### CONSIGNA
Reescriba todo lo que va desde "La casa donde" hasta "a la calle." en el relato de la estancia en Úbeda, sustituyendo "calle" por "avenida".

### TEXTO EXTRAÍDO
Eso no lo tengo muy claro. A parte de ello, delante nuestro estaba la puerta
que ya sí daba acceso a la casa propiamente dicha, una puerta cuya presencia
por sí sólo hacía pensar en que lo que había detrás iba a ser imponente. En el
zaguán también había colgado del techo, si n recuerdo mal, un farol que
iluminaría esta estancia de espera durante la oscuridad de las noches
andaluzas. Llamamos al timbre, o al picaporte cuyo ruido siempre es más
contundente de un “ring” de un timbre convencional. A los pocos minutos de
espera la perra de Ángel, Duquesa creo recordar que se llama, fue a darnos la
bienvenida perruna a base de ladridos y gruñidos, hasta que sus dueños
llegaros. No sé si fue Ángel en persona, su madre o su abuelo, pero da igual
porque una vez dentro si sé que estuvieron todas las personas que he nombrado
para darnos su más cordial bienvenida a la ciudad de Úbeda y a su casa.
La casa donde
íbamos a pasar unos días, era una señora casa. Su planta se podría resumir
diciendo que tenía forma de letra “T”. La fachada y el cuerpo principal de la
casa, la que da a la calle sería la barra horizontal que corona la “T”,
mientras que el cuerpo vertical de la letra quedaría perpendicular a la calle.

### REGISTROS
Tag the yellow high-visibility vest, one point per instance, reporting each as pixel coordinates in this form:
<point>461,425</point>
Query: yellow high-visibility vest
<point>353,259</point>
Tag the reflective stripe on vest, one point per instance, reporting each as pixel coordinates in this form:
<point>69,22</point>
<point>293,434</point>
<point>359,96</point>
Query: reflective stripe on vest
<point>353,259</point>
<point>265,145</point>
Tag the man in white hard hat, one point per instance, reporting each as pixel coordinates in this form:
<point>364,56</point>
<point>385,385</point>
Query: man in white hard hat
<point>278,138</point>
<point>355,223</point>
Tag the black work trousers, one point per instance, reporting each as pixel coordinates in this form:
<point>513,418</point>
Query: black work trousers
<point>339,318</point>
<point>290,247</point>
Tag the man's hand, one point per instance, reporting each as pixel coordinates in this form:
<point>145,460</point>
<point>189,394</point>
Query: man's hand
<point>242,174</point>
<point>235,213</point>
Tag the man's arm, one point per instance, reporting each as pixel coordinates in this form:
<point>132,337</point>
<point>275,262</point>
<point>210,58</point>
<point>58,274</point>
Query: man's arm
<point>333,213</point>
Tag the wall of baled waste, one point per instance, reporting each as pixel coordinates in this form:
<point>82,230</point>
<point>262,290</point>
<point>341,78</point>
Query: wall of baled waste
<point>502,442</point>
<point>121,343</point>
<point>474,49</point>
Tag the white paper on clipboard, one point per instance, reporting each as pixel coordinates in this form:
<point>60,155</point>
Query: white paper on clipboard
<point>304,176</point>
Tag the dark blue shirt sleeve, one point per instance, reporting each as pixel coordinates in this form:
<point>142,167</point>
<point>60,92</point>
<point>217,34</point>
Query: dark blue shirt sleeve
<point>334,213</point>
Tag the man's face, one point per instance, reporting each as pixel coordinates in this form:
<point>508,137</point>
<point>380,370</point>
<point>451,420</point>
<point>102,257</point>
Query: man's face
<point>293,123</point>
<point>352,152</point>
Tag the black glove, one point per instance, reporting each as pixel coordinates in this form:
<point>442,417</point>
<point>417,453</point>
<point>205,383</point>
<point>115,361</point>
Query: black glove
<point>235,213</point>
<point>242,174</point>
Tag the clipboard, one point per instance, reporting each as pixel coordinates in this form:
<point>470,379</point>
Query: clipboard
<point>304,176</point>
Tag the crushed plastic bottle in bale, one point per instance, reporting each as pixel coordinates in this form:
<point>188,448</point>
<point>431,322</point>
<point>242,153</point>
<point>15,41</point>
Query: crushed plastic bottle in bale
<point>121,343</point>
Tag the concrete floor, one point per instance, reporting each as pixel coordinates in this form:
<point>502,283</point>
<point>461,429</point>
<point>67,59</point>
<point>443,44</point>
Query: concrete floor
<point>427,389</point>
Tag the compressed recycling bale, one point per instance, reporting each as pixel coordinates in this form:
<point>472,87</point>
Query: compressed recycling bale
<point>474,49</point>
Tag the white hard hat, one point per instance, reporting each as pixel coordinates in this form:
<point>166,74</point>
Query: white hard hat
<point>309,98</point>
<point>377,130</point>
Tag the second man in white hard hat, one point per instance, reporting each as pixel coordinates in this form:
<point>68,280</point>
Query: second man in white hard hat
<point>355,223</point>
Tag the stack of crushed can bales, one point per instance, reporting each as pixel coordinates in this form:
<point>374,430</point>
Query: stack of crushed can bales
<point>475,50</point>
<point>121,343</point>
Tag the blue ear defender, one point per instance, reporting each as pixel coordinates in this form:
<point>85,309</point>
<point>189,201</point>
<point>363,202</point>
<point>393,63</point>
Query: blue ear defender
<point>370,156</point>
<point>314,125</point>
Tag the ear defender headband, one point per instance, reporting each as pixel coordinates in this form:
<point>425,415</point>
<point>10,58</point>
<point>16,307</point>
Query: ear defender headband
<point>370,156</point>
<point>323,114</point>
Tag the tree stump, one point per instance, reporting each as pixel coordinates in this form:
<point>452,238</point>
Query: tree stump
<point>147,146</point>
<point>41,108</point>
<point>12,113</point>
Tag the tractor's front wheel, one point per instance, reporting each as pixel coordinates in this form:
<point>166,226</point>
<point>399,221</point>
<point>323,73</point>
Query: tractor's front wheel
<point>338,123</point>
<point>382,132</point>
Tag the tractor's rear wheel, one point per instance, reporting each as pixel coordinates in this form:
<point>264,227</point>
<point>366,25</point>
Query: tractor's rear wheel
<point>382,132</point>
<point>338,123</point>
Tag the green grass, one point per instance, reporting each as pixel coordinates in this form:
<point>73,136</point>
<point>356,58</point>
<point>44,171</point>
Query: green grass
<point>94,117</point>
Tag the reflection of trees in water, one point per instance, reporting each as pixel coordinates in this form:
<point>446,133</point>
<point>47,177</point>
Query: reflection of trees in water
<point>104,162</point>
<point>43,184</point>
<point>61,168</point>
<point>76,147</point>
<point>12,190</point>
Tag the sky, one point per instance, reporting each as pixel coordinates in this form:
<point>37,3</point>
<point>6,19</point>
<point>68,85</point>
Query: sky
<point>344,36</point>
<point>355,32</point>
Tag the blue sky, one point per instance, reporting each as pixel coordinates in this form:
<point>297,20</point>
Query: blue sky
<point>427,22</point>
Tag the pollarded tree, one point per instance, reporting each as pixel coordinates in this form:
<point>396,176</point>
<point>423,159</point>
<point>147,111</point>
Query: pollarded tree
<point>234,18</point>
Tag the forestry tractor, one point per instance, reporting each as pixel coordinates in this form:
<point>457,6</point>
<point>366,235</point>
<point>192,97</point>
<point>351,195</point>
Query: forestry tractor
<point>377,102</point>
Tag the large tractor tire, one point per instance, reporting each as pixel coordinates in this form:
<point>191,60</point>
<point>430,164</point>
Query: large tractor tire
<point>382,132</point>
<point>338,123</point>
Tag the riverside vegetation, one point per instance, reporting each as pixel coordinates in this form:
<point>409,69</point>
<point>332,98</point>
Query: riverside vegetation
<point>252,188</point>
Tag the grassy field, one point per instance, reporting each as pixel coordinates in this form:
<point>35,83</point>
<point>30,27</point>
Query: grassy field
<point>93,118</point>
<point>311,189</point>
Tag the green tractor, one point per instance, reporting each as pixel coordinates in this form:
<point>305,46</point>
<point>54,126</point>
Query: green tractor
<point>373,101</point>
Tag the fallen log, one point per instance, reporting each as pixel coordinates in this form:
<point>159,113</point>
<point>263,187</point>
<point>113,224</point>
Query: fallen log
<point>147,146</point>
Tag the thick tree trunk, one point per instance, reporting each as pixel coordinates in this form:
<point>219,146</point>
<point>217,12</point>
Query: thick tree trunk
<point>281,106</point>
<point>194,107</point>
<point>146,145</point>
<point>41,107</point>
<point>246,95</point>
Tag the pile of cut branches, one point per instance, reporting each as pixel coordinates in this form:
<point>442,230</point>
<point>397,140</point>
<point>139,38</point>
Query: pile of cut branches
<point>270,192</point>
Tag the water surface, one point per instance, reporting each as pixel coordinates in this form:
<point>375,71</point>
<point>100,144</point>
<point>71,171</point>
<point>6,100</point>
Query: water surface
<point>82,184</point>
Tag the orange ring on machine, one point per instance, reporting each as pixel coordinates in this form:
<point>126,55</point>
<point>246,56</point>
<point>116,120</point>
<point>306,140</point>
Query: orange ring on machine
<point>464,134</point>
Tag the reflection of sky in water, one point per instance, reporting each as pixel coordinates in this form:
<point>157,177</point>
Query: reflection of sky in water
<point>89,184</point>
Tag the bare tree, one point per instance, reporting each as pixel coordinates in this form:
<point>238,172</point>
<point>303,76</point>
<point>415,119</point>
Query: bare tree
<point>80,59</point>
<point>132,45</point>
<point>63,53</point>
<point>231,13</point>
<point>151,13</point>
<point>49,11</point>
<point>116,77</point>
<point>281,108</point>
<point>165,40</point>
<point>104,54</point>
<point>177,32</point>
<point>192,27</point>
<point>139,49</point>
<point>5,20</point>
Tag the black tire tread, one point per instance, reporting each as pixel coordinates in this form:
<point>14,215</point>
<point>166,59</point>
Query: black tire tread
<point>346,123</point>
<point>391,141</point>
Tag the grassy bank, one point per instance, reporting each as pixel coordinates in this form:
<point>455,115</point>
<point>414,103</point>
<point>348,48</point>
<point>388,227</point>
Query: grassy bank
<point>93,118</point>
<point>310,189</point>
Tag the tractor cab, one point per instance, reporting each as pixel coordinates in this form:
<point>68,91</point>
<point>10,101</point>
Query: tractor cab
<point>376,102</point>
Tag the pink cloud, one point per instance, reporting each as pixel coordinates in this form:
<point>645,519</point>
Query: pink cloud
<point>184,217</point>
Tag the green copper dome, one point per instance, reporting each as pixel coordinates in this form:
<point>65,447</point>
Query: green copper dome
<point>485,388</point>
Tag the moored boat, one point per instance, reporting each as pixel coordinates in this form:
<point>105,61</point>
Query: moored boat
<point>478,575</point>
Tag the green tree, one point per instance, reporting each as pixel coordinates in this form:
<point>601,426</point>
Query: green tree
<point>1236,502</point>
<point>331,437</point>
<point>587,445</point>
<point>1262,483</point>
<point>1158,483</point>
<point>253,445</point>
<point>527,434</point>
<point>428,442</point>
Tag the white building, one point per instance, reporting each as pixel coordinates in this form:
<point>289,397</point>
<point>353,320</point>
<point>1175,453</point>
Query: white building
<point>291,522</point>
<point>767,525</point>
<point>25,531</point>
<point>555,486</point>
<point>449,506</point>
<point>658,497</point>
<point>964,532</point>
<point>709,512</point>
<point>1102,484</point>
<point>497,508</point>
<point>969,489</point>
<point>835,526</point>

### PROBLEMA RESUELTO
La casa donde
íbamos a pasar unos días, era una señora casa. Su planta se podría resumir
diciendo que tenía forma de letra “T”. La fachada y el cuerpo principal de la
casa, la que da a la avenida sería la barra horizontal que corona la “T”,
mientras que el cuerpo vertical de la letra quedaría perpendicular a la avenida.